### EXTRACTED TEXT
# # # # #
Why Does This Keep Needing Me?
There is a question I’ve started asking myself lately.
Not when something goes wrong.
Not when life feels hard.
But when I find myself doing the same thing over and over again.
The question is simply this:
Why does this keep needing me?
It’s a surprisingly uncomfortable question.
Because most of us don’t stop to ask it.
We solve today’s problem.
Then tomorrow’s.
Then the next day’s.
Over time, we become incredibly good at managing the life we’ve created, but rarely stop to observe the structure that created it.
We adapt.
Humans are remarkably good at adapting.
We adapt to clutter.
We adapt to disorganisation.
We adapt to constant interruptions.
We adapt to unnecessary complexity.
Eventually, we stop seeing them altogether.
They simply become “the way life is.”
But are they?
Or have we just become so accustomed to managing them that we’ve stopped questioning whether they need to exist at all?
I think we spend far more energy maintaining systems than we realise.
Not just physical systems.
Mental ones.
Emotional ones.
Relational ones.
The little routines, decisions and recurring demands that quietly ask for our attention every single day.
Individually, they don’t seem significant.
Collectively, they consume an extraordinary amount of capacity.
What’s interesting is that our first instinct is usually to optimise ourselves.
We try to become more disciplined.
More efficient.
More resilient.
We ask, “How do I keep up?”
What if that’s the wrong question?
What if the better question is:
Why does this keep needing me?
Not because every recurring task is unnecessary.
Life will always ask something of us.
Relationships require attention.
Children require care.
Bodies require movement.
Meals need cooking.
Some responsibilities are simply part of being alive.
# # # # #
### SOURCE RECORDS
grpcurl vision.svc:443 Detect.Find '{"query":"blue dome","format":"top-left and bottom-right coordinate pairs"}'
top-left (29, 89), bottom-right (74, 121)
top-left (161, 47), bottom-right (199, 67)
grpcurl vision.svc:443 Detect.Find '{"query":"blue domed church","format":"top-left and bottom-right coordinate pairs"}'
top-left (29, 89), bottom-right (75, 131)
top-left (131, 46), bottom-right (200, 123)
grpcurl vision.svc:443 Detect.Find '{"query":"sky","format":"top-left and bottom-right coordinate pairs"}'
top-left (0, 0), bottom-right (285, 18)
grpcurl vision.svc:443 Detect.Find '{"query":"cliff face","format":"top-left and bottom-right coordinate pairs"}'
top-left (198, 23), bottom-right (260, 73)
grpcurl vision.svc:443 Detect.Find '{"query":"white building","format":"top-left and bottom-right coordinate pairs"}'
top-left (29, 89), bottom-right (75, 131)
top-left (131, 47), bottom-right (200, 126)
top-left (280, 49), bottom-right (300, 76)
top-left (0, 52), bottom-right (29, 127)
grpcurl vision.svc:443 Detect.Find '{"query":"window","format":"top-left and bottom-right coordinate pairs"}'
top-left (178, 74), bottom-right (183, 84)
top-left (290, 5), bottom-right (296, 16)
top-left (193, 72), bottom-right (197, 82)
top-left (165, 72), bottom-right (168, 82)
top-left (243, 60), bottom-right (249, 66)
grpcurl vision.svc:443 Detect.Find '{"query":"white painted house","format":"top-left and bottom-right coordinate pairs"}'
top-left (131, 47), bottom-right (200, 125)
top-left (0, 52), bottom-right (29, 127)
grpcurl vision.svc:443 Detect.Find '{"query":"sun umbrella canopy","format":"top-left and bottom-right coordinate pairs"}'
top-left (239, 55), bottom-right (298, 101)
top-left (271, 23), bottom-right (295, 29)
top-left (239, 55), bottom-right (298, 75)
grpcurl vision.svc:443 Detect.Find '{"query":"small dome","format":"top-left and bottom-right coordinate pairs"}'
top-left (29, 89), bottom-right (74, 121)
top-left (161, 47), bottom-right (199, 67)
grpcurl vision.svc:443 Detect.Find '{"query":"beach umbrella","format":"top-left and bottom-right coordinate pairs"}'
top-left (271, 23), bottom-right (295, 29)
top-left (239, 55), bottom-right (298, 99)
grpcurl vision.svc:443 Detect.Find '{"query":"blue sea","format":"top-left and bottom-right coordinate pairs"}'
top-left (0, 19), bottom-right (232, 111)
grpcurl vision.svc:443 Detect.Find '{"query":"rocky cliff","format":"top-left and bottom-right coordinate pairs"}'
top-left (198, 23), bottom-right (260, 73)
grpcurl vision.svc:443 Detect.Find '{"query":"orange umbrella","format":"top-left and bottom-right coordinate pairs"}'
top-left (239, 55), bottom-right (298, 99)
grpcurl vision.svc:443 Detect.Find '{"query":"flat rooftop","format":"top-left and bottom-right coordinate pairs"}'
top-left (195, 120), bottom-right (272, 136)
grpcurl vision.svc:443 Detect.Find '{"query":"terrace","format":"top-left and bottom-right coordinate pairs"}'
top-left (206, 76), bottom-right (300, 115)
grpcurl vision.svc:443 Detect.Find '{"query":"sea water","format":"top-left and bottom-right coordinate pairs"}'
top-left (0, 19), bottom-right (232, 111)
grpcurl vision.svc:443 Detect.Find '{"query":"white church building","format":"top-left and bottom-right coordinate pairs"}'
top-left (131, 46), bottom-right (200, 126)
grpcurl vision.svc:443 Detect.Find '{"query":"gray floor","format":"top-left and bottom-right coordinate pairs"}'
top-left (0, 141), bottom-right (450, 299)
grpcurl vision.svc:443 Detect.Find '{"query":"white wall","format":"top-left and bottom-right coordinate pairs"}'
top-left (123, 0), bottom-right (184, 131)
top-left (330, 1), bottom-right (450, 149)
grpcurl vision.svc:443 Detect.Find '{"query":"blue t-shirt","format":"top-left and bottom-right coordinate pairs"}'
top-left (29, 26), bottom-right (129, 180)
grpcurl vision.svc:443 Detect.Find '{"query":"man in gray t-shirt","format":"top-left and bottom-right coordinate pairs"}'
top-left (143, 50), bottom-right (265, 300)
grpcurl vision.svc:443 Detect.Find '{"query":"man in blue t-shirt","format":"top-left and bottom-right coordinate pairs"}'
# # # # #
### BRIEF A
Which lines of the listing contain the word "building"? Copy each of them.
### BRIEF B
Can you carry on the essay on recurring demands, picking up right after its last sentence?
The essay on recurring demands and the listing are unrelated to each other.

### EXPECTED OUTPUT A
grpcurl vision.svc:443 Detect.Find '{"query":"white building","format":"top-left and bottom-right coordinate pairs"}'
grpcurl vision.svc:443 Detect.Find '{"query":"white church building","format":"top-left and bottom-right coordinate pairs"}'

### EXPECTED OUTPUT B
But not every recurring demand is inevitable.
Some are invitations.
Invitations to stop reacting and start observing.
To ask whether the way something works is the only way it could work.
To redesign a system instead of repeatedly managing its consequences.
I’ve realised this is how I think about almost everything.
When I observe the body, I don’t immediately ask what needs to work harder.
I ask what conditions could change so that less effort is required.
Support before effort.
Organisation before optimisation.
Perhaps life isn’t so different.
Perhaps we spend so much time becoming better at carrying unnecessary load that we never stop to ask why we’re carrying it in the first place.
This isn’t an invitation to make life perfect.
There will always be problems to solve.
But there is a profound difference between solving today’s problem and creating conditions that make tomorrow a little easier.
One is reactive.
The other is structural.
I wonder how many of the things we accept as normal are simply systems we’ve never questioned.
How many daily frustrations have become invisible because we’ve adapted to them?
How much capacity could be recovered if we stopped asking ourselves to cope better…
…and started asking better questions?
The next time you find yourself doing the same thing for the hundredth time, don’t ask whether you’re doing it well.
Pause.
Observe.
And ask yourself one simple question.
Why does this keep needing me?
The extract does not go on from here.